──────── Passage given

In the beginning, servers would go down often and you'd need to try a couple
of server until you found one that actually worked. But that's changed now.
They conveniently provide a list of OpenVPN config files to download, and
using the service from a Linux router works really well.

------
NetStrikeForce
For general browsing from different devices I use Freedome by F-Secure. Just
because it was convenient to get, works on different platforms (Windows, iOS,
Android) and it's cheap. Also their bandwidth has proven enough for my needs
on different exit points. The only downside is that now Netflix identifies it
as a VPN, so I can't keep watching my series while I'm abroad.

For connecting my servers between them (and my laptop) as some sort of secure
virtual network I use my own product
[https://wormhole.network](https://wormhole.network) \- The servers are all in
an overlay private network completely transparent to any application, so I can
move servers to different providers, locations, etc and not have to change a
single configuration line (nor configure any firewalls).

────────────────
──────── Dataset rows

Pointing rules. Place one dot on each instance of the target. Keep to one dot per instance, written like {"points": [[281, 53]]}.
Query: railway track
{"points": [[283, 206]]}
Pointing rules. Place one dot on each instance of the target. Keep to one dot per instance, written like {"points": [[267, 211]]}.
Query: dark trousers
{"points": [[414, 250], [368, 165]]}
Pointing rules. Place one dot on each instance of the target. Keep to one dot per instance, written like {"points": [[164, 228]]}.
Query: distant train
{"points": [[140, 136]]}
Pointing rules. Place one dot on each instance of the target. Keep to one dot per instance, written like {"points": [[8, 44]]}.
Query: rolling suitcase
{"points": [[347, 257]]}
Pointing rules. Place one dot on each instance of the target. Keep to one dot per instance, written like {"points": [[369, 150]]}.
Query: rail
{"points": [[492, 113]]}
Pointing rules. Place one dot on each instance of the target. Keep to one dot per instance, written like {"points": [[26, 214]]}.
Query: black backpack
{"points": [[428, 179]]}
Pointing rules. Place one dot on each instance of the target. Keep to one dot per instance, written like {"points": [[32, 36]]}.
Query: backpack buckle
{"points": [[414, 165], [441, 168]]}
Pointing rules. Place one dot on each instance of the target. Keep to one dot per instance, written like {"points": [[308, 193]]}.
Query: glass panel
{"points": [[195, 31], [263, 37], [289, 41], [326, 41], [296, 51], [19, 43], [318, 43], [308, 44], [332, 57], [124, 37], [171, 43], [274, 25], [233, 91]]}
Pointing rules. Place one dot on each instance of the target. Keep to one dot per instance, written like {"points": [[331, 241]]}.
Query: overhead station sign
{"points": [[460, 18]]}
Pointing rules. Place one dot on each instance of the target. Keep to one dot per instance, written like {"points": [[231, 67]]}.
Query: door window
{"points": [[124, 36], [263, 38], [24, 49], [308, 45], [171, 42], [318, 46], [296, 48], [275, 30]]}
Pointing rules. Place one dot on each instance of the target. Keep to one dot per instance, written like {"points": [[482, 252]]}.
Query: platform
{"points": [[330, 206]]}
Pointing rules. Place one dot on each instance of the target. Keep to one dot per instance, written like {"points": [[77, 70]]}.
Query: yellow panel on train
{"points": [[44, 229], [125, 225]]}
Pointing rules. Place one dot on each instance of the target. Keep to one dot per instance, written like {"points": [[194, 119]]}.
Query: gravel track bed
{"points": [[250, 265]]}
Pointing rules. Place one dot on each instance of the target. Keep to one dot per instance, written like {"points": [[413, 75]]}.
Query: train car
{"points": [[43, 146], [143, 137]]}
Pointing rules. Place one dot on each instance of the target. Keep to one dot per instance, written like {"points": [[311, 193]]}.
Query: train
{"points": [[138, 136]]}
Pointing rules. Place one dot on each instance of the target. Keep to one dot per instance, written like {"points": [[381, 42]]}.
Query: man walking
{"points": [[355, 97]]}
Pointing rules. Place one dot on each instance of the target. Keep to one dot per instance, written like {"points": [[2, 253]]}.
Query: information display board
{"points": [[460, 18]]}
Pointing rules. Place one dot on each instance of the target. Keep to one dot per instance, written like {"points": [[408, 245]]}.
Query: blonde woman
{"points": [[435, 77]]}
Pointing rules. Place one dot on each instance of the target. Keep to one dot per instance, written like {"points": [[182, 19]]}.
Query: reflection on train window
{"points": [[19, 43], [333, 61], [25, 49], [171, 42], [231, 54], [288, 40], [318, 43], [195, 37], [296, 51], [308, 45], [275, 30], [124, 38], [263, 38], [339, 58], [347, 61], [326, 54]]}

────────────────

■ The tasks ■
A – Repeat the forum thread on VPN services word for word, beginning at the words "In the beginning, servers" and stopping after "works really well.".
B – Report every line of the entries that contains the string "panel", treating uppercase and lowercase letters as different.

■ Task solutions ■
A –
In the beginning, servers would go down often and you'd need to try a couple
of server until you found one that actually worked. But that's changed now.
They conveniently provide a list of OpenVPN config files to download, and
using the service from a Linux router works really well.

B –
Query: glass panel
Query: yellow panel on train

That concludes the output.